◆ **Source text**
--- Begin ---

6

I am attempting to create a UNIX shell in C. If it were in Java, it would be a piece of cake, but I am not so experienced in C. Arrays in C confuse me a bit. I am not sure how to declare or access certain data structures.

I would like to create a string to read in each line. Easy enough: simply an array of characters. I would initialize it as follows:

char line[256]; //Maximum size of each line is 255 characters

And to access an element of this array, I would do as follows:

line[0] = 'a'; //Sets element 0 to 'a'
fgets( line, sizeof line, stdin ); //Gets a line from stdin and places it in line

How does declaring and using a string in this manner differ from declaring it as a pointer? From my understanding, an array in C decays to a pointer. So, would the following be equivalent?

char *line = (char*) malloc( sizeof(char) * 256 );
line[0] = 'a';
fgets( *line, sizeof(line), stdin );

When do you use the pointer character '*', and when don't you? In the example above, is including the '*' in fgets necessary, or correct?

Now, I would like to create an array of strings, or rather, an array of pointers which point to strings. Would I do so as follows?

char *arr[20]; // Declares an array of strings with 20 elements

And how would I access it?

arr[0] = "hello" // Sets element zero of arr to "hello"

Is this correct?

How would I pass this array to a function?

execvp("ls", arr); // Executes ls with argument vector arr

Is that correct, or would I use the pointer *arr? If so, why?

Now even worse, I would like an array of arrays of strings (for example, if I wanted to hold multiple argument vectors, in order to execute multiple commands in pipe sequence). Would it be declared as follows?

char **vector_arr[20]; // An array of arrays of strings

And how would I access an element of this array?

execvp("ls", vector_arr[0]); // Executes ls with first element of vector_arr as argument vector

I thought that I grasped a decent understanding of what a pointer is, and even how arrays relate to pointers, however I seem to be having trouble relating this to the actual code. I guess that when dealing with pointers, I don't know when to reference *var, var, or &var.

Johndt
  • 4,187
  • 1
  • 23
  • 29
  • 3
    Too many questions here. Suggest reading a good C book. – OldProgrammer Feb 14 '14 at 02:50
  • Actually I think OP managed to hit most every common array/string question in a single post and to do so rather logically and eloquently. Should the post follow the site dictates and be broken up? Maybe. But a good answer would make nice reference in a single page. – Duck Feb 14 '14 at 02:52
  • It might make a nice reference, but I'm not sure StackOverflow is about writing references/tutorials? – keshlam Feb 14 '14 at 02:55
  • I think it's essentially one question (how do arrays work in C), taken to a few different levels of abstraction. I can use "strings" in C all day, but when I attempt to abstract the idea of an array to create an array of strings it seems to reveal a lack of understanding of the underlying concept. – Johndt Feb 14 '14 at 03:00
  • possible duplicate of [Making an Array to Hold Arrays of Character Arrays in C](http://stackoverflow.com/questions/16091848/making-an-array-to-hold-arrays-of-character-arrays-in-c) – jww Feb 14 '14 at 07:29
  • I am not sure that "writing a Unix shell" is a good idea if one does not understand "C arrays." I think it would make more sense to master the lower level concepts before tackling the higher-level ones. This is assuming, of course, that this is an academic endeavor and not a practical one. There are already too many Unix shells, we do not need another one. –  Feb 14 '14 at 17:26
  • 1
    @John Gaughan: Writing a Unix shell is a very common assignment for CS students in an introductory Operating Systems course. In addition to giving good coding practice with arrays (e.g. for command-line parsing), it also introduces job-control concepts and may be a student's first non-trivial program. – par Feb 14 '14 at 20:27
  • @John Gaughan I understand arrays fine. I understand programming fine. This is, however, my first use of the C language. All of the concepts of a UNIX shell are quite simple (command line parsing, forking, piping, redirects, etc.). The difficult part is learning a new language. I do thank you for your concern, however. – Johndt Feb 17 '14 at 16:11

3 Answers3

7

Let's talk about expressions and types as they relate to arrays in C.

--- End ---

◆ **Short exercise**
Write the next part of the forum thread on C arrays, strings, and pointers, picking up after its final sentence.

Pointing and labeling entries:
--- Begin ---

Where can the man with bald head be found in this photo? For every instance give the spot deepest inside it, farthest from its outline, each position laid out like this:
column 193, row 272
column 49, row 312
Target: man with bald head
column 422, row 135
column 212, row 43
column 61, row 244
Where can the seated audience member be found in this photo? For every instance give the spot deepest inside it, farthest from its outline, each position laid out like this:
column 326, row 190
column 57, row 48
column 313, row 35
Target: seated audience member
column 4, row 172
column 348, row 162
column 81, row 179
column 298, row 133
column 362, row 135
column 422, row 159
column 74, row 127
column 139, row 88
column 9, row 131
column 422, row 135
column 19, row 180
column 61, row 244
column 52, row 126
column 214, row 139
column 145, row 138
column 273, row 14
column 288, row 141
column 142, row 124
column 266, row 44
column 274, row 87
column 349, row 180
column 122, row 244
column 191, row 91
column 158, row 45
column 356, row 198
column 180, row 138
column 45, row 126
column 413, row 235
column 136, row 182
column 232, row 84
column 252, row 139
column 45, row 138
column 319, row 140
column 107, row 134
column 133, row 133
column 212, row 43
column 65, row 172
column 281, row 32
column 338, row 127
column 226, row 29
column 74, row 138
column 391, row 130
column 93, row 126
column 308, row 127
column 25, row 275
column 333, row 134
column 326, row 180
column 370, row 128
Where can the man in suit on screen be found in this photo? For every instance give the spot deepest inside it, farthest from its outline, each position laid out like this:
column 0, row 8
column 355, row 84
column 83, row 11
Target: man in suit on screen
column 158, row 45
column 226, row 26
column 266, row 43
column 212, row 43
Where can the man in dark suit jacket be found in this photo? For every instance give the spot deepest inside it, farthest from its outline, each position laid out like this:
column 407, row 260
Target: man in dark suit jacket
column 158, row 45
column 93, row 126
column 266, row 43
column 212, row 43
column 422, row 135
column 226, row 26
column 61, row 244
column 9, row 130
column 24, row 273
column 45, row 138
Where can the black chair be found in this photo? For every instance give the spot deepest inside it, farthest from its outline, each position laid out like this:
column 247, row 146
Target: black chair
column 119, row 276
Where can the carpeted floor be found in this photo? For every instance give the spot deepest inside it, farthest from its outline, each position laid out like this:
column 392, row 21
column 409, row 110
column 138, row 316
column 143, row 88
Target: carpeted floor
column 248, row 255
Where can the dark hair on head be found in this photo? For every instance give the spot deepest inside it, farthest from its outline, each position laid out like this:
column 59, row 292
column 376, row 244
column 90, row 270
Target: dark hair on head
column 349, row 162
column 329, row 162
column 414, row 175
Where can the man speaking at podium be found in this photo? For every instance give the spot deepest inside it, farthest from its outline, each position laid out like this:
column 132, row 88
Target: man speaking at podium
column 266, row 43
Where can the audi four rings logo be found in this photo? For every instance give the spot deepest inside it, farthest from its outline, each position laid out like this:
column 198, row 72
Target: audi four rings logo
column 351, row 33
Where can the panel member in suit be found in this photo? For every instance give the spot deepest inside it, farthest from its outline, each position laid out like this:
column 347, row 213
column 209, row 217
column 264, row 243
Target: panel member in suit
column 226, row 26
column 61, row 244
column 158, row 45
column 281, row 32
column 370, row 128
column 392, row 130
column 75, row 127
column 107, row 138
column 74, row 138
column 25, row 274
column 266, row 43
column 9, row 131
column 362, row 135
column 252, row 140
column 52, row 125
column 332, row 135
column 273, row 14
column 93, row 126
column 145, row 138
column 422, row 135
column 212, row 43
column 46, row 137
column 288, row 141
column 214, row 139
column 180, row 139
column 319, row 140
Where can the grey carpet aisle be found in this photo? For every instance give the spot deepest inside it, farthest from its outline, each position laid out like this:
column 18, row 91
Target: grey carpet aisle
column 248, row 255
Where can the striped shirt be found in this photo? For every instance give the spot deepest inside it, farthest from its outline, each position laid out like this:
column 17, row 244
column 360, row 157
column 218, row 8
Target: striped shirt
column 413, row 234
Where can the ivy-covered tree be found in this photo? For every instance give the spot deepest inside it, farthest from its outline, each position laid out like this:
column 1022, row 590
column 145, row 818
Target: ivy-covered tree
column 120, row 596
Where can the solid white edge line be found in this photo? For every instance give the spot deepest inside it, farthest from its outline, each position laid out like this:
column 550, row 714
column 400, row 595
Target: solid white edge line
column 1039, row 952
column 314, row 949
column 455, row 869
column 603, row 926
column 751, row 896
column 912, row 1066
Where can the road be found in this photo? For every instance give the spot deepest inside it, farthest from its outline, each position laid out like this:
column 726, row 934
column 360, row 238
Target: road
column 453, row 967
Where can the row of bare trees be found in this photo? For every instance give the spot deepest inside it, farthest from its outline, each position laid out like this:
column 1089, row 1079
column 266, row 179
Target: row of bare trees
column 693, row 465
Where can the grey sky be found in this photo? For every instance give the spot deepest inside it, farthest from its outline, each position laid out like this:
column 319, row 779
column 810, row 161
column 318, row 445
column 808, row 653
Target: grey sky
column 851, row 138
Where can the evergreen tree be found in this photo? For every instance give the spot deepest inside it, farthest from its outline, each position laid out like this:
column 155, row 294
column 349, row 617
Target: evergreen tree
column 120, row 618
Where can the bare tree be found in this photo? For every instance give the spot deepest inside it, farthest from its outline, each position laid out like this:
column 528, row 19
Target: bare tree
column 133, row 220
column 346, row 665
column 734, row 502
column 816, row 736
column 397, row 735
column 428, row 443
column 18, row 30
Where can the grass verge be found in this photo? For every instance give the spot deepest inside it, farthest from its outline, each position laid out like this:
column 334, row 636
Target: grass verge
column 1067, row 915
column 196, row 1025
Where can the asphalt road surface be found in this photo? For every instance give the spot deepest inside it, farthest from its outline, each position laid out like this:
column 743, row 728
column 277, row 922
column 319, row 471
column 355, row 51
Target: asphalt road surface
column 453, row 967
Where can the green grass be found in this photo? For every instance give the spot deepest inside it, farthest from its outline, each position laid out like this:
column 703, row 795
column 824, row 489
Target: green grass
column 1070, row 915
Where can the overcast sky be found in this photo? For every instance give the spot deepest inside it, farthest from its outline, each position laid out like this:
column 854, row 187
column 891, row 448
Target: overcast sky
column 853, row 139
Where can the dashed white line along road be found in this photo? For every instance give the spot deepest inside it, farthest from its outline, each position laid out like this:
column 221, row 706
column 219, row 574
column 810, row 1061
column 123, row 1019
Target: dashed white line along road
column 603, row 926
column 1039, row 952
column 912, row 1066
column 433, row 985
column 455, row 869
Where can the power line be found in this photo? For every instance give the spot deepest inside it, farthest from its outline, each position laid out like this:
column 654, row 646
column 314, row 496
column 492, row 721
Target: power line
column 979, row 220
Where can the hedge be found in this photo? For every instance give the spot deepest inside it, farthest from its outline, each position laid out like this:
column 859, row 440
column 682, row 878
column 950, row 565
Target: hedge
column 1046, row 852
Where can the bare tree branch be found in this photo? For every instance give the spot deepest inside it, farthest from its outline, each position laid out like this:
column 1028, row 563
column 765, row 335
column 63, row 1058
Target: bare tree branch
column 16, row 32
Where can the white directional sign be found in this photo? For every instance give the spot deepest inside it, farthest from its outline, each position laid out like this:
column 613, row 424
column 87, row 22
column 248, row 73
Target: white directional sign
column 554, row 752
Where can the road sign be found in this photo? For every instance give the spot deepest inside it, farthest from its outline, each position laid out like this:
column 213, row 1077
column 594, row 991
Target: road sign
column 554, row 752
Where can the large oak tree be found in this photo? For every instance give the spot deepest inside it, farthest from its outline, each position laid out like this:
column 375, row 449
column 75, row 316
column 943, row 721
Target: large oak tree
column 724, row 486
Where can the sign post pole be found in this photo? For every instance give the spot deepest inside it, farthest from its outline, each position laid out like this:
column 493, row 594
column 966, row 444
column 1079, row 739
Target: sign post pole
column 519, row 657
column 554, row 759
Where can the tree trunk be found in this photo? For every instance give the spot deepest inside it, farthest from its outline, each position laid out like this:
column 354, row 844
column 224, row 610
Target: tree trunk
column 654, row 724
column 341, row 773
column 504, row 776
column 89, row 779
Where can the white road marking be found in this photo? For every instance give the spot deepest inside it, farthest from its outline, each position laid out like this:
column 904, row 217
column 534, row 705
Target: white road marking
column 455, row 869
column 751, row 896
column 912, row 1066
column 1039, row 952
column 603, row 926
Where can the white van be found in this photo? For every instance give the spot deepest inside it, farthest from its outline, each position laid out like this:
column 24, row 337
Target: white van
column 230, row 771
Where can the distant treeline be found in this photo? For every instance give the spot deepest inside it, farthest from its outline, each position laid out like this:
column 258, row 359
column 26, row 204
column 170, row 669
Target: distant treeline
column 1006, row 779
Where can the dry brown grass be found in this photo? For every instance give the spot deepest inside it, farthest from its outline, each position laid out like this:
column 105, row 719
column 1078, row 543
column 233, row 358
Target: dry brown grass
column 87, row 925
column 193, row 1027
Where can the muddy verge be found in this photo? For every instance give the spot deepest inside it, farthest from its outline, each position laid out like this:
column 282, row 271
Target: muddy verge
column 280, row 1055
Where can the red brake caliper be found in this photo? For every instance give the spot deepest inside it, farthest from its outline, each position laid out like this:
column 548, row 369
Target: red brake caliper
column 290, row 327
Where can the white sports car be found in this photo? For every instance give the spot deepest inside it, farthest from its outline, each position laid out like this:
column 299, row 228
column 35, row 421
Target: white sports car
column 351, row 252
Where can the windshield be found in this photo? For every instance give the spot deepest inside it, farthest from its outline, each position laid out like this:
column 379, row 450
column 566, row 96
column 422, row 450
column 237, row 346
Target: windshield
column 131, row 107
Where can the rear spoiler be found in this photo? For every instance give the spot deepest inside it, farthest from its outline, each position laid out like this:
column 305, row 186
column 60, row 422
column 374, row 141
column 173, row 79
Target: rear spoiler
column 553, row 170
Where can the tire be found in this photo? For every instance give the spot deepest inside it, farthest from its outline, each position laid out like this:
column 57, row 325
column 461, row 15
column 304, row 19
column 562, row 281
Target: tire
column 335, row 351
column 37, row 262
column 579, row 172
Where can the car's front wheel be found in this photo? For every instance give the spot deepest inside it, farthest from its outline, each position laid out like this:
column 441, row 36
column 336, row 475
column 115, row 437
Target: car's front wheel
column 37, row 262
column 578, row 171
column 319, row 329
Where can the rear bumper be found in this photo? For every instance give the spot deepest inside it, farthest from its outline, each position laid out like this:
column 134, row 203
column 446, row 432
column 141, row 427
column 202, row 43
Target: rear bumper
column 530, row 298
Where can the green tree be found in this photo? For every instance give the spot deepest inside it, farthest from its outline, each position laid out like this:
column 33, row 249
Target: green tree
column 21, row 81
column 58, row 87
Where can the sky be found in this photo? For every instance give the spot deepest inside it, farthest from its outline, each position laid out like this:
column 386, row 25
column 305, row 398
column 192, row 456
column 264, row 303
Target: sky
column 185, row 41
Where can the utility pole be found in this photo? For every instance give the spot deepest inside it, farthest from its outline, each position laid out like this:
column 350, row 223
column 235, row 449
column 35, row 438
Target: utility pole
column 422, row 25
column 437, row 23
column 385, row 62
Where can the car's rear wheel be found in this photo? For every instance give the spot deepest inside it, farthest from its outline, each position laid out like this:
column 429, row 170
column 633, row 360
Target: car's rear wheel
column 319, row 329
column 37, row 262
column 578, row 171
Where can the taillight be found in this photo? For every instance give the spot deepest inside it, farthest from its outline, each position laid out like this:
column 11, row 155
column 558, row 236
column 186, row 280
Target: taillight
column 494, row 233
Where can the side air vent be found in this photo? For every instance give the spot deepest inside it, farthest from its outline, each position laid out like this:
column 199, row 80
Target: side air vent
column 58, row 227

--- End ---

◆ **Reply**
Arrays

When you declare an array like

char line[256];

the expression line has type "256-element array of char"; except when this expression is the operand of the sizeof or unary & operators, it will be converted ("decay") to an expression of type "pointer to char", and the value of the expression will be the address of the first element of the array. Given the above declaration, all of the following are true:

 Expression             Type            Decays to            Equivalent value
 ----------             ----            ---------            ----------------
       line             char [256]      char *               &line[0]
      &line             char (*)[256]   n/a                  &line[0]
      *line             char            n/a                  line[0]
    line[i]             char            n/a                  n/a
   &line[0]             char *          n/a                  n/a
sizeof line             size_t          n/a                  Total number of bytes 
                                                               in array (256)

Note that the expressions line, &line, and &line[0] all yield the same value (the address of the first element of the array is the same as the address of the array itself), it's just that the types are different. In the expression &line, the array expression is the operand of the & operator, so the conversion rule above doesn't apply; instead of a pointer to char, we get a pointer to a 256-element array of char. Type matters; if you write something like the following:

char line[256];
char *linep = line;
char (*linearrp)[256] = &line;

printf( "linep    + 1 = %p\n", (void *) (linep + 1) );
printf( "linearrp + 1 = %p\n", (void *) (linearrp + 1) );

you'd get different output for each line; linep + 1 would give the address of the next char following line, while linearrp + 1 would give the address of the next 256-element array of char following line.

The expression line is not an modifiable lvalue; you cannot assign to it, so something like

char temp[256];
...
line = temp;

would be illegal. No storage is set aside for a variable line separate from line[0] through line[256]; there's nothing to assign to.

Because of this, when you pass an array expression to a function, what the function receives is a pointer value, not an array. In the context of a function parameter declaration, T a[N] and T a[] are interpreted as T *a; all three declare a as a pointer to T. The "array-ness" of the parameter has been lost in the course of the call.

All array accesses are done in terms of pointer arithmetic; the expression a[i] is evaluated as *(a + i). The array expression a is first converted to an expression of pointer type as per the rule above, then we offset i elements from that address and dereference the result.

Unlike Java, C does not set aside storage for a pointer to the array separate from the array elements themselves: all that's set aside is the following:

+---+
|   | line[0]
+---+
|   | line[1]
+---+
 ...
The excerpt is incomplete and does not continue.